EXERCISE OBJECTIVE:
Return, unchanged, everything in the data below from the line containing "Each instance receives one keypoint. Annotate the white rock" down to the end of the data.

EXTRACTED DATA:
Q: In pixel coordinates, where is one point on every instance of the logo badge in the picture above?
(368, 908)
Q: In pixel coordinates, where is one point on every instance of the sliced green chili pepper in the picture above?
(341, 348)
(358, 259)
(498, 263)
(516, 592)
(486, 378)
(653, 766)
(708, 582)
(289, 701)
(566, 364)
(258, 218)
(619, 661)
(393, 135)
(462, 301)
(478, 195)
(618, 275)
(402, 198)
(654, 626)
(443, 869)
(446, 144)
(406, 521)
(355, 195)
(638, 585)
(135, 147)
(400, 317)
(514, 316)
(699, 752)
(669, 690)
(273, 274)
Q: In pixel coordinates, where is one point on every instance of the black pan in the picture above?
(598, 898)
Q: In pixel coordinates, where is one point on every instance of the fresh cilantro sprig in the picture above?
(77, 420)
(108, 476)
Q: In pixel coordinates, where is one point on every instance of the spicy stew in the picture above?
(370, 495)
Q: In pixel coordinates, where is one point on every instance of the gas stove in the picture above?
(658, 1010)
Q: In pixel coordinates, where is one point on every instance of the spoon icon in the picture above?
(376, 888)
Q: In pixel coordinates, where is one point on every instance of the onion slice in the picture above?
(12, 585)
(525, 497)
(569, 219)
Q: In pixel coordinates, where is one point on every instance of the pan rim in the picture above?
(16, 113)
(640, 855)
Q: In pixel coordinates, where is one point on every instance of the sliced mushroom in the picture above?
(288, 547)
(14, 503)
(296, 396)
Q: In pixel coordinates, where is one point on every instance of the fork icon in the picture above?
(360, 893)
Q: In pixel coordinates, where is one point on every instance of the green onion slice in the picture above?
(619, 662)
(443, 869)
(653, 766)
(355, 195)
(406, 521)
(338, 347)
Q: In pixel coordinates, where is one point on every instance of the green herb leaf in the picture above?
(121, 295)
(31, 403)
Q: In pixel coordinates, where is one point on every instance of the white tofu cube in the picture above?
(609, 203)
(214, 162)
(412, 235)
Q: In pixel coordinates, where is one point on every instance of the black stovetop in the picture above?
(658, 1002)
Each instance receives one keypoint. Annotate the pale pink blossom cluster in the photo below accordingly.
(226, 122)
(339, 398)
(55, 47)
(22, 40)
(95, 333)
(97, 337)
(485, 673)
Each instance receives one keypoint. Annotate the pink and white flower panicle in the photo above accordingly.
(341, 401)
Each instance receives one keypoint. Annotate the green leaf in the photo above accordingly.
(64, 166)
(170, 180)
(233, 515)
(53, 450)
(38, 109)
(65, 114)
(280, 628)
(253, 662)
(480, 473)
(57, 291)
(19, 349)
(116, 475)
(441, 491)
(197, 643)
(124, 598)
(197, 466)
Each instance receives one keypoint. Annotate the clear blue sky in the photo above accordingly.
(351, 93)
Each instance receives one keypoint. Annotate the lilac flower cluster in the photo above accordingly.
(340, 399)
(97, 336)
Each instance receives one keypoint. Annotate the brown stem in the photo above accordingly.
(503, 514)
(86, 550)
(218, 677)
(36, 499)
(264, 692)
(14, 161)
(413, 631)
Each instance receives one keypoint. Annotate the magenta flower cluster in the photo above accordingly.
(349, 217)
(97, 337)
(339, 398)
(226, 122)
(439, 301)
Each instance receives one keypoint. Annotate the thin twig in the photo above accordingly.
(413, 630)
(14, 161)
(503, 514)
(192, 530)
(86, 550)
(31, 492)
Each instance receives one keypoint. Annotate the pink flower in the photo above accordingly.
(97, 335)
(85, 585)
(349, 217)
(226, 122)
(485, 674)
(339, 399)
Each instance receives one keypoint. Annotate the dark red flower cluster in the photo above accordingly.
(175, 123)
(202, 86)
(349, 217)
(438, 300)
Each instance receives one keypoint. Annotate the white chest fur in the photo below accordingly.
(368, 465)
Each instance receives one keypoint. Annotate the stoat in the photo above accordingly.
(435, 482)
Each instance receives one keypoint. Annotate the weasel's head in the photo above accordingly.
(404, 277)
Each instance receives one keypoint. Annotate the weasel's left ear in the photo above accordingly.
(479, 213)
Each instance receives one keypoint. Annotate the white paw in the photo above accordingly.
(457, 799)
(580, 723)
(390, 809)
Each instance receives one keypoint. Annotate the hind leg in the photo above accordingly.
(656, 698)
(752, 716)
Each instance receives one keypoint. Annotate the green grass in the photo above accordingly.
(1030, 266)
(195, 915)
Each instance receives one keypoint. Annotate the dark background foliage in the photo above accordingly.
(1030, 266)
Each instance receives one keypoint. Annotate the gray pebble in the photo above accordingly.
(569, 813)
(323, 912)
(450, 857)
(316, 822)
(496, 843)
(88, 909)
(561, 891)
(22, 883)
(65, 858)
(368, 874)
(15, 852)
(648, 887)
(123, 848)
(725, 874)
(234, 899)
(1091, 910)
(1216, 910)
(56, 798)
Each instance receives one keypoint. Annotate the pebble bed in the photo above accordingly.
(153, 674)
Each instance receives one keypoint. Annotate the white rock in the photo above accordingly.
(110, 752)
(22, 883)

TASK RESULT:
Each instance receives one keypoint. Annotate the white rock in the photo above accordingly.
(110, 752)
(22, 883)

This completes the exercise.